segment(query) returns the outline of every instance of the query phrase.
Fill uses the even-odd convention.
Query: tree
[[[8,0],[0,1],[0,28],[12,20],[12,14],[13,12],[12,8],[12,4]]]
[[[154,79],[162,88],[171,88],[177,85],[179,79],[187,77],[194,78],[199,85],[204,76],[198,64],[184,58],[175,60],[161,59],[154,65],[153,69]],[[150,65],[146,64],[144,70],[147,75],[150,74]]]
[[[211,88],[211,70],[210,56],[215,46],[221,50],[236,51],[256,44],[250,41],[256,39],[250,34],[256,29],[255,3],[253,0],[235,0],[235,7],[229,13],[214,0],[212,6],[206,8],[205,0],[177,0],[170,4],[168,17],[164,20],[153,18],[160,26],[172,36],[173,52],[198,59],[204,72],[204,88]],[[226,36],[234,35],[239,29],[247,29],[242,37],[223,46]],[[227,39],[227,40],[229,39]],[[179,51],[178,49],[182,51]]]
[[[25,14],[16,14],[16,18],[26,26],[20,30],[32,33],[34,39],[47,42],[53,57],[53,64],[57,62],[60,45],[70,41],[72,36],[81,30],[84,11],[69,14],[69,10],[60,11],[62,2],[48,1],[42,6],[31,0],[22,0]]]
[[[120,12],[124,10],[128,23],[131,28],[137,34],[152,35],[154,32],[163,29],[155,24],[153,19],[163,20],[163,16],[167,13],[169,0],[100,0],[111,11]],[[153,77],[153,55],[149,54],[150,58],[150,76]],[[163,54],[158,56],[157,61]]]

■ ■ ■ ■ ■

## Exercise task
Rewrite the lines above as a numbered list, leaving out any blank lines.

## Reply to the exercise
1. segment(query) returns the outline of every instance of the query phrase.
2. Fill uses the even-odd convention.
3. Query: tree
4. [[[8,0],[0,1],[0,28],[12,20],[12,14],[13,12],[12,8],[12,4]]]
5. [[[154,79],[162,88],[171,88],[177,85],[179,79],[187,77],[194,78],[199,85],[204,76],[198,64],[184,58],[175,60],[161,59],[154,65],[153,69]],[[150,65],[146,64],[144,70],[147,75],[150,74]]]
6. [[[211,88],[211,70],[210,56],[215,46],[221,50],[236,51],[256,44],[250,41],[256,39],[250,34],[256,29],[255,3],[253,0],[235,0],[235,7],[229,13],[214,0],[212,6],[206,8],[205,0],[177,0],[170,4],[168,17],[164,20],[153,18],[160,26],[172,36],[173,52],[198,59],[204,72],[204,88]],[[226,36],[234,35],[239,29],[247,29],[242,37],[223,46]],[[227,39],[227,40],[229,39]],[[179,51],[178,49],[182,51]]]
7. [[[25,14],[16,14],[16,18],[26,26],[20,30],[32,33],[34,39],[47,42],[53,57],[53,64],[57,62],[60,45],[70,41],[72,36],[81,30],[84,11],[69,14],[69,10],[60,11],[62,2],[48,1],[42,6],[31,0],[22,0]]]
8. [[[120,12],[124,10],[128,23],[131,28],[137,34],[152,35],[154,32],[163,29],[155,24],[153,19],[163,20],[163,16],[167,13],[169,0],[100,0],[111,11]],[[153,77],[153,55],[149,54],[150,58],[150,76]],[[163,54],[158,56],[157,61]]]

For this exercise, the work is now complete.